-- WHAT YOU WILL DO --
Report how many lines in the material below contain the string "hillside", and give only the number.

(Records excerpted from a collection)
-=-=-

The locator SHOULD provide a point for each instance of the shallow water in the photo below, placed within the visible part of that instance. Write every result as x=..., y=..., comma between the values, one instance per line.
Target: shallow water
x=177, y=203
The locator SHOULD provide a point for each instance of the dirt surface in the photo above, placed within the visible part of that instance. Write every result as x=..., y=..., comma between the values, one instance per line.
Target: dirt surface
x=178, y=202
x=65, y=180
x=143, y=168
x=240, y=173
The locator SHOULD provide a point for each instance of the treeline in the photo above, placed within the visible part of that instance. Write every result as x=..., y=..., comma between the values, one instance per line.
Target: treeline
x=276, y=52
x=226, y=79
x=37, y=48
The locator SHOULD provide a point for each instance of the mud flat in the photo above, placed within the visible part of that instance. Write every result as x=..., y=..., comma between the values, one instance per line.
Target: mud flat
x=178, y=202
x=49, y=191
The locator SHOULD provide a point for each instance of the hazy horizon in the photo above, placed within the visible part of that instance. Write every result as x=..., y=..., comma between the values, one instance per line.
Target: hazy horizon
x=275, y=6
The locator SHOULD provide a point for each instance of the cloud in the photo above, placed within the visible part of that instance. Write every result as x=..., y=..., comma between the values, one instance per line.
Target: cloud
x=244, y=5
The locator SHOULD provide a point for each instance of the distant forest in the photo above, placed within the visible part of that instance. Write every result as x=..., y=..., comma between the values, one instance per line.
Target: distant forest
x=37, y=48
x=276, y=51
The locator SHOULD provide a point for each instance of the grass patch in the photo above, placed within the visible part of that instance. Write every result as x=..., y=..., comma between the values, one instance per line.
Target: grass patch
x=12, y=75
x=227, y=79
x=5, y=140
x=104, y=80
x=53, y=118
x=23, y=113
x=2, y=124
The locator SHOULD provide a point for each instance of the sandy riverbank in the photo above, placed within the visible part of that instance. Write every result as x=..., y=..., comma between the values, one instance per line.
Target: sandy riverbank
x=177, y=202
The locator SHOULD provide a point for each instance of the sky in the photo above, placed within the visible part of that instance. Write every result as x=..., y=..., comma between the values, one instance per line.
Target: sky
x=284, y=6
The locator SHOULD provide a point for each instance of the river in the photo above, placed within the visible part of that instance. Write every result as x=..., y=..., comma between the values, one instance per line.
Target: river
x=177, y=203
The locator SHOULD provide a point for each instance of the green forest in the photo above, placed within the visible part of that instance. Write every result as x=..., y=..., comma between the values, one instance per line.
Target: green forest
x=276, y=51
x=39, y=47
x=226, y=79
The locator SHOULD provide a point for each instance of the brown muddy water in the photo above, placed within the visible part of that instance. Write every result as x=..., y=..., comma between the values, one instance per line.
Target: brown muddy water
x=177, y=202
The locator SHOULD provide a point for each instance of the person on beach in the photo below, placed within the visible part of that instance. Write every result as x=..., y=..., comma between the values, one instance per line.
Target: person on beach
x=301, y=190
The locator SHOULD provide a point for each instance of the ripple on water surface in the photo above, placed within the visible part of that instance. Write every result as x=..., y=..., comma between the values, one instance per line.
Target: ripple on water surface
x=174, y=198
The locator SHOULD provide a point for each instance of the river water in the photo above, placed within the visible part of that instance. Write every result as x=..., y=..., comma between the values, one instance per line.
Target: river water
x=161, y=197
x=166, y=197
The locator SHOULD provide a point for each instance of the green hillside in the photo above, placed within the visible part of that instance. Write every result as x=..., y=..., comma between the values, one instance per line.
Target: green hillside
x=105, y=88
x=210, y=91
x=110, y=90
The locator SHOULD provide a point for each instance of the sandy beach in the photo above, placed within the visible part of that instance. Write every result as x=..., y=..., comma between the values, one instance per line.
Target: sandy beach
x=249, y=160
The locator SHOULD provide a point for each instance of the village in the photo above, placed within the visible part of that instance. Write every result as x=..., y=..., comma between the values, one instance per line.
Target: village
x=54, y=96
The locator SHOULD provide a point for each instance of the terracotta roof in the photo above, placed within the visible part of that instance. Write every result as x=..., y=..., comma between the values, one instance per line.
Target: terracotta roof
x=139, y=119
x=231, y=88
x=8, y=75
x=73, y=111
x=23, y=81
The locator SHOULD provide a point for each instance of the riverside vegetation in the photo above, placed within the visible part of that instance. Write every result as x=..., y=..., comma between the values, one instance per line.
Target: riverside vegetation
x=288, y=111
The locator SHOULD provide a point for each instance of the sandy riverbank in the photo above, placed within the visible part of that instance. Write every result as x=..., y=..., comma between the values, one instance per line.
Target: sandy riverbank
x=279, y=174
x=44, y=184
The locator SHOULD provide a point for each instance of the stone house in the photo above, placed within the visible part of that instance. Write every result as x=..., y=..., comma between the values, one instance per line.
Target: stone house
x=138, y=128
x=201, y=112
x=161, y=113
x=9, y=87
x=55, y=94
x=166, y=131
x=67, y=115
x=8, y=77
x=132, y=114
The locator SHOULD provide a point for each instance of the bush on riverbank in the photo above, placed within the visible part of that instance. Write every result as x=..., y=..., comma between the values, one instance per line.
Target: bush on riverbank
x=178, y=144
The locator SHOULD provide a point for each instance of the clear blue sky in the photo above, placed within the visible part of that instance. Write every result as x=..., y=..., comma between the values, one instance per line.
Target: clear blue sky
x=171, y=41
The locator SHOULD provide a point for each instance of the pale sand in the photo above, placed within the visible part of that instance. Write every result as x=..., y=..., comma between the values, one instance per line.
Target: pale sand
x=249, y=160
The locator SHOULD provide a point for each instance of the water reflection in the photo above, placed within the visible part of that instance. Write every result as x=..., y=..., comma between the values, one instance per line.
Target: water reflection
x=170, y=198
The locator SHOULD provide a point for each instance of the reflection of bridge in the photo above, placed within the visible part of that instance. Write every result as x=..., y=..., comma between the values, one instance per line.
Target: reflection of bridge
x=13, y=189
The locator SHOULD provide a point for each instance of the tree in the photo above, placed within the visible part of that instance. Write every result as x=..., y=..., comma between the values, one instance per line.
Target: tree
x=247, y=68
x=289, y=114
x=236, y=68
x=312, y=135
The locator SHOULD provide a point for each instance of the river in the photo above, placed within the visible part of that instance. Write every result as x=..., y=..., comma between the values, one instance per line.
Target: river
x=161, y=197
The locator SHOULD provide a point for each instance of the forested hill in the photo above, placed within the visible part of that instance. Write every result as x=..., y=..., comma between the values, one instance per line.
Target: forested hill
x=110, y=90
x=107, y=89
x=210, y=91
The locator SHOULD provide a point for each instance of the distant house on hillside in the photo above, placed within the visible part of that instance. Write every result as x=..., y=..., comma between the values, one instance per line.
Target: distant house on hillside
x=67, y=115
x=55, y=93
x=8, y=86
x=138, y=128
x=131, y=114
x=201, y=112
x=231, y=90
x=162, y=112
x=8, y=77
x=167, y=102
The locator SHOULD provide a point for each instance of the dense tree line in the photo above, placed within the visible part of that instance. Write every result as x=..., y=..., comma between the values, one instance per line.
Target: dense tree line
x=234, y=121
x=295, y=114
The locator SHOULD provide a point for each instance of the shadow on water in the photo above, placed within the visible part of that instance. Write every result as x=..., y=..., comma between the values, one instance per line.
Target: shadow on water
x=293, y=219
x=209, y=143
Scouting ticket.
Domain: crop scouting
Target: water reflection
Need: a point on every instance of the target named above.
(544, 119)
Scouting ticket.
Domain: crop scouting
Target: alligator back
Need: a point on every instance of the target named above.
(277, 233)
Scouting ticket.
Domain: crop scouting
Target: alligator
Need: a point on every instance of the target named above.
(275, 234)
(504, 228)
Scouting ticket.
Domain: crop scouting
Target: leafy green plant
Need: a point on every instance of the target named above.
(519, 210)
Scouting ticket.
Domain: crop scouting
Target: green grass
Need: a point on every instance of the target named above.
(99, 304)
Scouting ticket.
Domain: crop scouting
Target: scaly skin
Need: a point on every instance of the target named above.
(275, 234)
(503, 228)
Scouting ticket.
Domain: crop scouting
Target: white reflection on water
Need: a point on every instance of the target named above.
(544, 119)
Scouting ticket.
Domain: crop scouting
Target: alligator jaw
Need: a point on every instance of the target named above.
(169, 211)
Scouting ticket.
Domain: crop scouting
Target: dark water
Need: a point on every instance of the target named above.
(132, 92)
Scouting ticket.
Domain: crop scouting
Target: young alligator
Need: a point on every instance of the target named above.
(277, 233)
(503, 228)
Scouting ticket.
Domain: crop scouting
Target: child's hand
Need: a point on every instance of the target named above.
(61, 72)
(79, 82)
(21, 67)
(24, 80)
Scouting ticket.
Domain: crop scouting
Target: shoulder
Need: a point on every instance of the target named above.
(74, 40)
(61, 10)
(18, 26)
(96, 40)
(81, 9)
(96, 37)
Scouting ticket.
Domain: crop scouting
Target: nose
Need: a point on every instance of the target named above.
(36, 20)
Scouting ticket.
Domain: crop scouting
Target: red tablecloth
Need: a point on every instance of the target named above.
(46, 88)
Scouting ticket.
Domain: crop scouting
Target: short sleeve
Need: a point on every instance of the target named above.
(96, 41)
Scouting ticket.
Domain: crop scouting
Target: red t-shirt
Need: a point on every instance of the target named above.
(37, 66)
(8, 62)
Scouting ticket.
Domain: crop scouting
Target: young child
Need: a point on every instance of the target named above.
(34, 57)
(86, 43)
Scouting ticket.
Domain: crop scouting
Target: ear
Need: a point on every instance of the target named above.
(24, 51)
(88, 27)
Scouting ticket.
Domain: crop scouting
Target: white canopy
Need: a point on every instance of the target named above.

-=-=-

-- FINAL RESULT --
4